Document passage:

★ ★ ★ ★ ★

The Washington Post reported Saturday that some U.S. diplomats have been finding ways to defy, or at least get around, the new policy.

Diplomatic missions in Seoul, Korea and Chennai, India sent out a press release and a video advertising the flag hanging outside their respective buildings, while the U.S. embassy in New Delhi updated its Twitter cover photo showing a rainbow projected on it.

The U.S. embassy in Santiago, Chile uploaded a video to its website of a diplomat flying a rainbow flag last month for the International Day Against Homophobia, Transphobia and Biphobia and the website for the Vienna embassy features a photo of the same flag.

Several ambassadors and diplomats have also been spotted participating in Pride festivities, whether going to parades or celebrating at their embassies.

The sightings come after the State Department rejected requests from several embassies to fly the rainbow Pride flag on flagpoles this month, NBC News reported on Friday.

“This is a category one insurrection,” one diplomat told the Post, speaking anonymously out of fear of being fired.

The Post reports:

The flap over the flags started when the State Department did not send out an official cable this year with guidelines for marking Pride Month, as it has in years past. In 2011, the Obama administration directed agencies involved with foreign policy to promote LGBT rights, a striking policy for an agency that, up to the early 1990s, considered homosexuality a security risk and cause for termination.

★ ★ ★ ★ ★

Entries shown:
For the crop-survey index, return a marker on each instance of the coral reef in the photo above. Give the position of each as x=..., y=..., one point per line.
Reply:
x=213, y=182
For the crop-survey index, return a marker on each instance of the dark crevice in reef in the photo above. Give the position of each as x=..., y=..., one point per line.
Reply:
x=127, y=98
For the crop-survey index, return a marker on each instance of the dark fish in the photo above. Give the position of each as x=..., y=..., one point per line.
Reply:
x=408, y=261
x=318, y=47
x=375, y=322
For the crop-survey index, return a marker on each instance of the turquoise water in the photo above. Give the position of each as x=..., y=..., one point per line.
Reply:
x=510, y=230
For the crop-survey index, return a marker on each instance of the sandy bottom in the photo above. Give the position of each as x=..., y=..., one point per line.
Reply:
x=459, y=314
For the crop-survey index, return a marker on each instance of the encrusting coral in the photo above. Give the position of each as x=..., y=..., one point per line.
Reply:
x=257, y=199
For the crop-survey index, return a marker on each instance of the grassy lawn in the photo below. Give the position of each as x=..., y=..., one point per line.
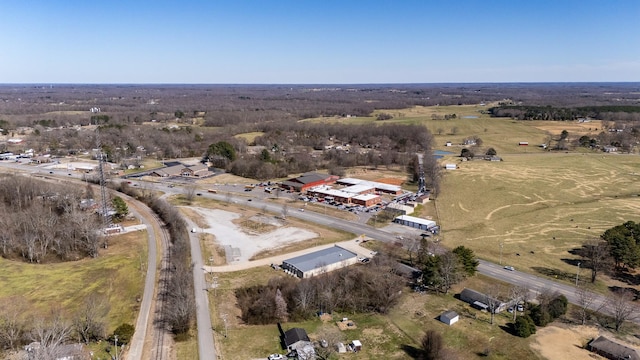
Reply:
x=396, y=335
x=117, y=275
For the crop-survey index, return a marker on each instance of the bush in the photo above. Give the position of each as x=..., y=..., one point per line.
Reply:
x=558, y=307
x=124, y=333
x=524, y=326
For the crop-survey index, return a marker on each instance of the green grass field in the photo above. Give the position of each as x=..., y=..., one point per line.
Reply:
x=115, y=274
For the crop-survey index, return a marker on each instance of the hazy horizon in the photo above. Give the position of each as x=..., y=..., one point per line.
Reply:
x=319, y=42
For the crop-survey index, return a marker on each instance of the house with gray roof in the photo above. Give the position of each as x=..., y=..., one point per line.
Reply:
x=319, y=262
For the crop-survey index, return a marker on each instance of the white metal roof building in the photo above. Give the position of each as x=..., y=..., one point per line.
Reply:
x=415, y=222
x=319, y=262
x=380, y=187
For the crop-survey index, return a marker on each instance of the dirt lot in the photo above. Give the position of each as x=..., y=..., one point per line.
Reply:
x=221, y=225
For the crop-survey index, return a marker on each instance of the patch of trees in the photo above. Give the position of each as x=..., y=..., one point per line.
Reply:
x=46, y=222
x=288, y=148
x=530, y=112
x=446, y=268
x=19, y=326
x=372, y=288
x=624, y=244
x=180, y=308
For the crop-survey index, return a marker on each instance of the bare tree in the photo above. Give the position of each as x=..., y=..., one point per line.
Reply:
x=304, y=295
x=516, y=295
x=586, y=299
x=12, y=325
x=51, y=334
x=328, y=337
x=88, y=322
x=432, y=345
x=190, y=192
x=621, y=306
x=492, y=299
x=597, y=256
x=450, y=271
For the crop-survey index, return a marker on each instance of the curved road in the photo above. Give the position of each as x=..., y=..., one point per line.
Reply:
x=532, y=282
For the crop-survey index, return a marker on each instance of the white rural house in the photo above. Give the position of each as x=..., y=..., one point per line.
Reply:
x=449, y=317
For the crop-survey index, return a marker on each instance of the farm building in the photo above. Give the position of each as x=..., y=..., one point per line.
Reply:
x=356, y=345
x=449, y=317
x=308, y=180
x=414, y=222
x=612, y=350
x=482, y=301
x=297, y=342
x=319, y=262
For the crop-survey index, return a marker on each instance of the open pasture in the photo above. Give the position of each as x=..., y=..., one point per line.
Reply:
x=117, y=275
x=537, y=205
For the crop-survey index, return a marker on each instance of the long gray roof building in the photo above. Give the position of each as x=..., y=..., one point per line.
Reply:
x=320, y=261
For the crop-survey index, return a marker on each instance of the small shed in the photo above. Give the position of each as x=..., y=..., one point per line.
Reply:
x=356, y=345
x=449, y=317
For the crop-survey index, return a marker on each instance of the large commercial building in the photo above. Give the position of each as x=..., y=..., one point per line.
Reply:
x=306, y=181
x=319, y=262
x=377, y=186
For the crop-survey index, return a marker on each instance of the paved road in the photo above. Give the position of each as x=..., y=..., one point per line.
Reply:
x=137, y=342
x=206, y=347
x=533, y=282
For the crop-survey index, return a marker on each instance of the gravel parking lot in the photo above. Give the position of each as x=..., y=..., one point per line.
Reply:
x=229, y=235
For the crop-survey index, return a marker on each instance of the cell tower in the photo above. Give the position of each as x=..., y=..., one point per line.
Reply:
x=106, y=219
x=421, y=180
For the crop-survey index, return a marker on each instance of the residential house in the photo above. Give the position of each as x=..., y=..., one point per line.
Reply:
x=449, y=317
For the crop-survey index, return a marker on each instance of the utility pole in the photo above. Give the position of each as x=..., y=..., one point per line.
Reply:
x=103, y=191
x=224, y=319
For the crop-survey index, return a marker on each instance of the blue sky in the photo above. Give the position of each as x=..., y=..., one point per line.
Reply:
x=320, y=41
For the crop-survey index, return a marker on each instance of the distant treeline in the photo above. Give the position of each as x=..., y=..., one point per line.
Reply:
x=528, y=112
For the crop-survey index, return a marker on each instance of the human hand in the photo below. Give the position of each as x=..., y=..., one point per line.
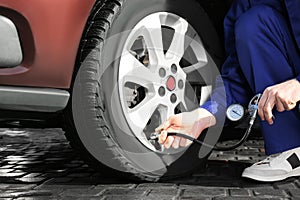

★ ★ ★ ★ ★

What is required:
Extend the passage on U.S. embassies displaying the Pride flag, picking up after its final sentence.

Final result:
The Obama administration’s Pride Month guidelines included rules for flying rainbow flags from poles outside embassies — they had to be smaller than the American flag and fly beneath it. But permission was granted with no fuss. By 2016, approvals were left up to each ambassador or chief of mission.

That process changed last year, after Mike Pompeo became secretary of state. An evangelical Christian who believes marriage should be defined as between a man and woman, Pompeo has said gay employees will be respected and treated like everyone else. But he has downplayed some symbols of LGBT rights, while introducing several new panels and envoys specializing in religious freedom issues. The advisory cable that came out last year said diplomats are required to obtain top-level approval from the State Department’s Office of Management to fly a rainbow flag.

Two diplomats familiar with the events told the Post that all requests to fly rainbow flags were approved last year.

This year, however, embassies in Israel, Germany, Brazil and Latvia, plus a handful of other posts, were denied requests to fly rainbow flags.